• [Document excerpt]
>> begin

Form of Restricted Stock Unit Agreement under the Brady Corporation 2023 Omnibus Incentive Plan

EX-10.3 4 brc-20230731xex103formof20.htm FISCAL 2024 RESTRICTED STOCK UNIT AGREEMENT Document

EXHIBIT 10.3

BRADY CORPORATION
RESTRICTED STOCK UNIT AGREEMENT

Brady Corporation (the “Corporation”) hereby grants to ________________ (“Employee”) a restricted stock unit award (the “Award”) effective_____________, 20__, pursuant to the terms of the Brady Corporation 2023 Omnibus Incentive Plan (the “Plan”). The Corporation’s records shall be the official record of the grant described herein and, in the event of any conflict between this description and the Corporation’s records, the Corporation’s records shall control. Capitalized terms not defined herein shall have the meanings specified in the Plan.

>> end

• [Exercise details]
Answer these questions using the restricted stock unit agreement text:
(a) Under what exhibit number is the agreement filed?
(b) If the grant description conflicts with the Corporation's records, which one controls?
(c) Where are the meanings of capitalized terms that the agreement does not define specified?

• [Dataset extract]
>> begin

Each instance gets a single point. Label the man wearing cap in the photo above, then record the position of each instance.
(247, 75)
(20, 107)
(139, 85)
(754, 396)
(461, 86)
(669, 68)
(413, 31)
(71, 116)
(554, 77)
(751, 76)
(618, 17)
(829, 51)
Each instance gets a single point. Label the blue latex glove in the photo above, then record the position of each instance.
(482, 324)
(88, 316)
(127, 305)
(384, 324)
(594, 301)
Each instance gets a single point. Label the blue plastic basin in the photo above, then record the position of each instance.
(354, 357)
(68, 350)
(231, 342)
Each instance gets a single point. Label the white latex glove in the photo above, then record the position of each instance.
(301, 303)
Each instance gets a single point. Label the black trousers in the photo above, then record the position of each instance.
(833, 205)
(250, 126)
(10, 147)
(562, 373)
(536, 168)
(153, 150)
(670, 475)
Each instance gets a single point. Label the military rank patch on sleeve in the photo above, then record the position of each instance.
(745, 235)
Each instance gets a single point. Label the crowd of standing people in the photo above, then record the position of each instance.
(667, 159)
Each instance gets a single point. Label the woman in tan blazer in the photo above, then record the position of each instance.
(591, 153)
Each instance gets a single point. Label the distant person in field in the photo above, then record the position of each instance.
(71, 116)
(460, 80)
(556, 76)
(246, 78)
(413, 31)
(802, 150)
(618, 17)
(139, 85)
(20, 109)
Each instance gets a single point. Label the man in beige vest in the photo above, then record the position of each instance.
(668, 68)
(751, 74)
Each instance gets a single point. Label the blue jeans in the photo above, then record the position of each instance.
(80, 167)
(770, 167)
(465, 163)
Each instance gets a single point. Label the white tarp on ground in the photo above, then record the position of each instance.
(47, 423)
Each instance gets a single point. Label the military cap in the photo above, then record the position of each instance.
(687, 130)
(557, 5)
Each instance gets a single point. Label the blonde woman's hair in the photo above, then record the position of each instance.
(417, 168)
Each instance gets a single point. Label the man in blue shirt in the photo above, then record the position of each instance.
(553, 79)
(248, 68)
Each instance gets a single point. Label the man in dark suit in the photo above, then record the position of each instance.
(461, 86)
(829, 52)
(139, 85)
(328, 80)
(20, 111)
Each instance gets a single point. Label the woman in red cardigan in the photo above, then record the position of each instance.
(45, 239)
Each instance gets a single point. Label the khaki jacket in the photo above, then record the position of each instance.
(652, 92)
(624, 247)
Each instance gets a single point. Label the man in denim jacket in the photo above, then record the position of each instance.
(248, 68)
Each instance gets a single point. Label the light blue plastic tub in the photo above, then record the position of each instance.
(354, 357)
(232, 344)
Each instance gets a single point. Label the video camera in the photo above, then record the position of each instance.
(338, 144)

>> end
>> begin

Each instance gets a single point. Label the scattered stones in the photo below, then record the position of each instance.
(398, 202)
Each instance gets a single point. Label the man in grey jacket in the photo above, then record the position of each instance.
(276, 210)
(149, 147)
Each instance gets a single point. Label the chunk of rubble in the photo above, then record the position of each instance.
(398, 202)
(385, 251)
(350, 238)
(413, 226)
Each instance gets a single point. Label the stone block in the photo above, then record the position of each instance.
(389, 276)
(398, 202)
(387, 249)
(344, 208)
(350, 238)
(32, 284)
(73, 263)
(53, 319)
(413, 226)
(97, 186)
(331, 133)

>> end
>> begin

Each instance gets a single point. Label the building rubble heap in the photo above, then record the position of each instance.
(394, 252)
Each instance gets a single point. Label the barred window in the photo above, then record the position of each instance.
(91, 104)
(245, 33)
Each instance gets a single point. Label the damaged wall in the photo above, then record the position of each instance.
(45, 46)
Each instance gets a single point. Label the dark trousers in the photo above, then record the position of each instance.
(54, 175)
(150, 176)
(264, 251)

>> end

• [Response below]
(a) Exhibit 10.3.
(b) The Corporation's records.
(c) In the Brady Corporation 2023 Omnibus Incentive Plan (the Plan).